• [PROBLEM DESCRIPTION] Can you pull out each line of the data below that includes the word "frame"?

= Beginning of Section =

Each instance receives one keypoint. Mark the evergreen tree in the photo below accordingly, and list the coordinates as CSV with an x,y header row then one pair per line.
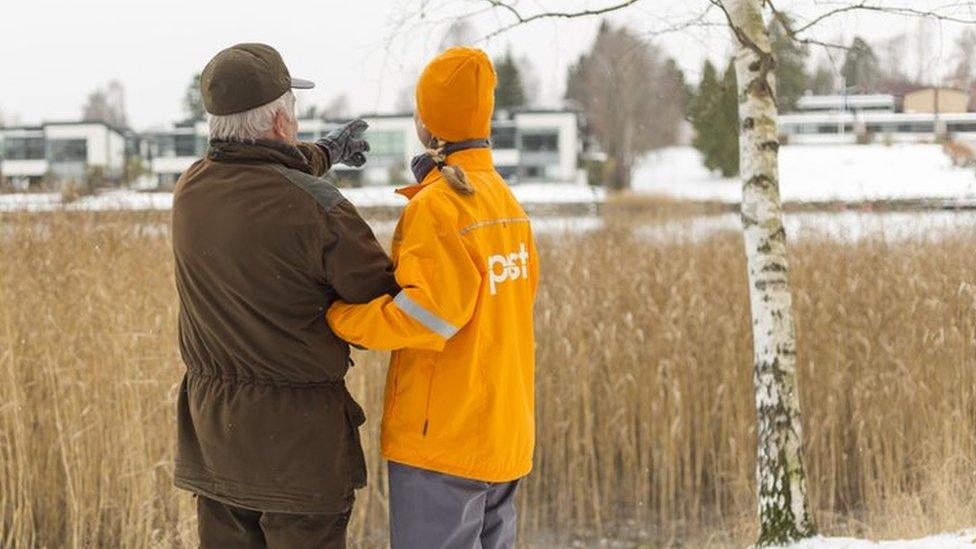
x,y
791,63
509,91
861,70
714,114
631,96
823,81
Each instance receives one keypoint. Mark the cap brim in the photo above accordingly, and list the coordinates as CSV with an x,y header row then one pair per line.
x,y
301,84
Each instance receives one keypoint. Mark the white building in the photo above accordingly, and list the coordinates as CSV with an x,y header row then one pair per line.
x,y
847,103
60,151
528,146
894,127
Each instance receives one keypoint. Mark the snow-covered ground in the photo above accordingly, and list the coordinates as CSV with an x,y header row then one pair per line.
x,y
847,225
819,173
364,197
808,173
961,540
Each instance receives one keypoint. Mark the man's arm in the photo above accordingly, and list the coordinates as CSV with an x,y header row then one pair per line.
x,y
343,145
440,285
355,264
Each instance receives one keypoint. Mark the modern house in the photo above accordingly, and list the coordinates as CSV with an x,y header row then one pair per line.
x,y
922,115
529,146
60,152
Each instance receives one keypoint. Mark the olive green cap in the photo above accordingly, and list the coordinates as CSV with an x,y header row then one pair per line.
x,y
246,76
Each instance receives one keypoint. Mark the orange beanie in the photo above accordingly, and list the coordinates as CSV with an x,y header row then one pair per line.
x,y
456,95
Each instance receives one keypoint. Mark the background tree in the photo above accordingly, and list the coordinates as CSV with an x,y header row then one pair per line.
x,y
824,80
460,33
509,91
193,100
713,112
965,60
861,70
530,80
791,64
106,105
784,514
631,96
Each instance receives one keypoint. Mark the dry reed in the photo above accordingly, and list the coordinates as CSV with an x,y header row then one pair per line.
x,y
645,407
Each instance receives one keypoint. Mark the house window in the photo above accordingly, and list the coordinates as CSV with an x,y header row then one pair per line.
x,y
503,137
185,145
24,148
540,141
68,150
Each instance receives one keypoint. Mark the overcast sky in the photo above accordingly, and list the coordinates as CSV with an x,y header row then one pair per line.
x,y
53,53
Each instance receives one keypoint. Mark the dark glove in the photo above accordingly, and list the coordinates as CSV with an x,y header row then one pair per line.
x,y
345,144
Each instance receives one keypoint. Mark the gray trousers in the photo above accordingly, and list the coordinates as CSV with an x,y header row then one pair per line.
x,y
430,510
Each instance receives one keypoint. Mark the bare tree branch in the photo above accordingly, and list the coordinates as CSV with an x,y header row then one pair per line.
x,y
523,19
866,5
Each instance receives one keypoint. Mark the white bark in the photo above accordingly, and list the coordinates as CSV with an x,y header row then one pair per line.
x,y
783,509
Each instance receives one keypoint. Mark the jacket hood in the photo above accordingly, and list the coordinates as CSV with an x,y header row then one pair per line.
x,y
456,95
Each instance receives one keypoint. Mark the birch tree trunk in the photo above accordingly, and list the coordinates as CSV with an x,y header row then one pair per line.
x,y
783,509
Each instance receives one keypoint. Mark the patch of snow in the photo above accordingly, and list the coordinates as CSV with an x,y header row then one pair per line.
x,y
844,226
123,200
961,540
30,202
362,197
819,173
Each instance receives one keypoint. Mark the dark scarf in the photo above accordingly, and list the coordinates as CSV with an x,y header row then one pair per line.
x,y
423,164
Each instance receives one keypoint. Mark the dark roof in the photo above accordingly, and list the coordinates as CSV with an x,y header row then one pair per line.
x,y
46,123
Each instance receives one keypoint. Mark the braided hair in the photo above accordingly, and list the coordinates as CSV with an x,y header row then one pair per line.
x,y
454,175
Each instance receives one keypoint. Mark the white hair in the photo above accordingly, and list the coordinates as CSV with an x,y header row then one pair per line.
x,y
251,124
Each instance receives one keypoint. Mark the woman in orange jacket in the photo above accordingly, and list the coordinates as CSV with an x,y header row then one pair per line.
x,y
458,421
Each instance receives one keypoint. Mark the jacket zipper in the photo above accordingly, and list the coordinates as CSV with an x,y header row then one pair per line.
x,y
430,390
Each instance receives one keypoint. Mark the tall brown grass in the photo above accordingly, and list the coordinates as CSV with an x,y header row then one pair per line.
x,y
645,406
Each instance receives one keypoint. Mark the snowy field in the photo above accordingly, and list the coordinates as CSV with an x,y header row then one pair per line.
x,y
820,173
809,173
364,197
962,540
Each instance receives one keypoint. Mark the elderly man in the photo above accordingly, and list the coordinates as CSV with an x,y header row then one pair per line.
x,y
267,433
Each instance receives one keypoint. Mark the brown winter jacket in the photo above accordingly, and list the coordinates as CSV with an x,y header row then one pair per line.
x,y
263,246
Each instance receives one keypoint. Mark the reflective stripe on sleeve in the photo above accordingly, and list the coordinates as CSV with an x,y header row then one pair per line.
x,y
430,321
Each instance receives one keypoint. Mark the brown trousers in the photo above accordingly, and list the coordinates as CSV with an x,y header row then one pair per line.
x,y
221,525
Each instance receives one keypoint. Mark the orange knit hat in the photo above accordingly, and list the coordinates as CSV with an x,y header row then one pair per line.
x,y
456,95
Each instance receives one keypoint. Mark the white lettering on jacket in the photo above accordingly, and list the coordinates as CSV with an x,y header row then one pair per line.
x,y
504,267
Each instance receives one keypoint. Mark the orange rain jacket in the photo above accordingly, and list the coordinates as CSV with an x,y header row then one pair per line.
x,y
459,391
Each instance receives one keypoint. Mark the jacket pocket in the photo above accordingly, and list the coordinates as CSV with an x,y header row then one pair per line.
x,y
392,382
355,416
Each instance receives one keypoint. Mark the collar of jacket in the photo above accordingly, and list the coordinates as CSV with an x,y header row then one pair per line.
x,y
468,159
258,151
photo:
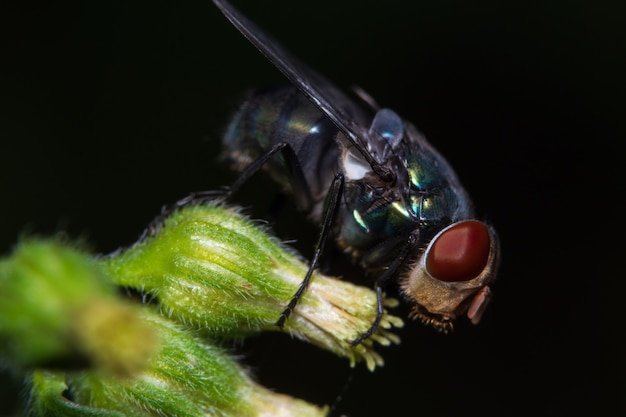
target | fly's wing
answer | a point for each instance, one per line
(341, 110)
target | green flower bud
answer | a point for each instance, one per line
(210, 267)
(187, 378)
(57, 308)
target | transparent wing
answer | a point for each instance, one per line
(351, 119)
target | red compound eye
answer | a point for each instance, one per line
(460, 253)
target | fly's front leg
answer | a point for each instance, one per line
(331, 206)
(380, 283)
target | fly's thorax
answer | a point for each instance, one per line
(453, 274)
(283, 115)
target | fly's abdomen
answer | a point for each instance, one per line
(284, 115)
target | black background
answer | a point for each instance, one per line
(109, 109)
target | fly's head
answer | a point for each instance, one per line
(453, 275)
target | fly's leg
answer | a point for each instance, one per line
(331, 205)
(380, 283)
(304, 194)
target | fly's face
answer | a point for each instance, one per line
(452, 276)
(390, 193)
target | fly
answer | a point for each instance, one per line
(373, 184)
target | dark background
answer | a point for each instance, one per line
(109, 109)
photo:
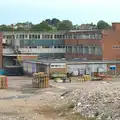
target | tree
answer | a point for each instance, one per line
(55, 21)
(64, 25)
(103, 25)
(43, 26)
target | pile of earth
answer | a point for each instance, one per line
(100, 104)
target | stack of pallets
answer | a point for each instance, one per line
(3, 82)
(40, 80)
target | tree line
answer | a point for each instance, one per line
(51, 25)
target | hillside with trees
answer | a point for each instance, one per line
(53, 25)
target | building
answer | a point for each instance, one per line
(1, 50)
(111, 43)
(84, 44)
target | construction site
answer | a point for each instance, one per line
(61, 78)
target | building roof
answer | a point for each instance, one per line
(70, 62)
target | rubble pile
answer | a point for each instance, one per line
(102, 104)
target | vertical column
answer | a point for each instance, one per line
(27, 36)
(83, 49)
(89, 49)
(96, 50)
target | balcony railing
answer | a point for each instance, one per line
(36, 50)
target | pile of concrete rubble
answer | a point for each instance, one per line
(102, 104)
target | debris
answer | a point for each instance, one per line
(99, 103)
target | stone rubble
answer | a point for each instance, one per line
(101, 103)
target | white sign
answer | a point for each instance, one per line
(58, 65)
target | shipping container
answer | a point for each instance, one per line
(13, 70)
(27, 57)
(88, 68)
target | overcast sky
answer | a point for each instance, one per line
(78, 11)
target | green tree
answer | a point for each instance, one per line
(64, 25)
(76, 27)
(43, 26)
(103, 25)
(5, 28)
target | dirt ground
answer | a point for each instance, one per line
(22, 102)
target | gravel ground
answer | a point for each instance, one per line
(99, 100)
(91, 99)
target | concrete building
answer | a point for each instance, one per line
(111, 43)
(42, 44)
(84, 44)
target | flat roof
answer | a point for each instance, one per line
(70, 62)
(18, 55)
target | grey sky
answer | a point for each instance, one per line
(78, 11)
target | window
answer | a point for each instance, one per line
(30, 36)
(38, 36)
(116, 47)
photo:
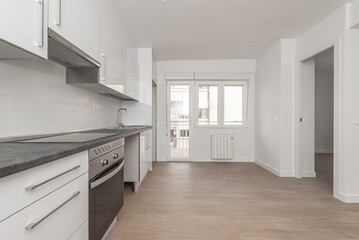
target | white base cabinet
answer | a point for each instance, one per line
(138, 157)
(46, 202)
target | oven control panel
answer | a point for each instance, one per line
(105, 148)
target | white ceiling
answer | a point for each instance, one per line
(218, 29)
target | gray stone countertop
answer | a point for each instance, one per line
(19, 156)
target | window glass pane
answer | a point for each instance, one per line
(233, 105)
(179, 121)
(207, 105)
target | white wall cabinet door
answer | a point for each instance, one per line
(23, 24)
(132, 72)
(77, 21)
(111, 49)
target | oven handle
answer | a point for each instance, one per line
(106, 177)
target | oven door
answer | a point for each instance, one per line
(106, 199)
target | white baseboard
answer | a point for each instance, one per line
(206, 160)
(348, 198)
(309, 174)
(274, 170)
(226, 160)
(323, 150)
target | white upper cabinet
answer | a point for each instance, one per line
(78, 21)
(23, 23)
(111, 51)
(132, 82)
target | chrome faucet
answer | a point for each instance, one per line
(120, 124)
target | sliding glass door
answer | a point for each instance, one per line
(179, 121)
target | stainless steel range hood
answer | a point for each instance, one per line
(66, 54)
(81, 69)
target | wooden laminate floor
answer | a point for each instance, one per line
(234, 201)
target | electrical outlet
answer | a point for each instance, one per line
(97, 106)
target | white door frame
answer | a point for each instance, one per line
(337, 110)
(191, 84)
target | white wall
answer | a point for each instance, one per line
(35, 99)
(327, 33)
(274, 99)
(201, 137)
(267, 107)
(324, 110)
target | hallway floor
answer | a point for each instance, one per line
(241, 201)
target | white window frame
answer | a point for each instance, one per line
(220, 107)
(244, 84)
(219, 97)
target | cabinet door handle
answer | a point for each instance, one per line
(32, 187)
(33, 225)
(38, 23)
(56, 12)
(103, 67)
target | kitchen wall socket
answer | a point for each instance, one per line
(97, 106)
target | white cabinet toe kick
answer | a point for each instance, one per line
(138, 158)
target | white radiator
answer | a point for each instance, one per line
(222, 146)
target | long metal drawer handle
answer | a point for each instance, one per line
(33, 225)
(107, 177)
(32, 187)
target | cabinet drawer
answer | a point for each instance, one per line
(62, 213)
(82, 233)
(44, 179)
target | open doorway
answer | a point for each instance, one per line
(324, 117)
(317, 114)
(154, 121)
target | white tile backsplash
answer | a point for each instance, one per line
(35, 99)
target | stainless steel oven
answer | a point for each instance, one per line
(106, 187)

= End of Section =

• [SOLUTION TO THIS PROBLEM]
target | white door frame
target | white window frame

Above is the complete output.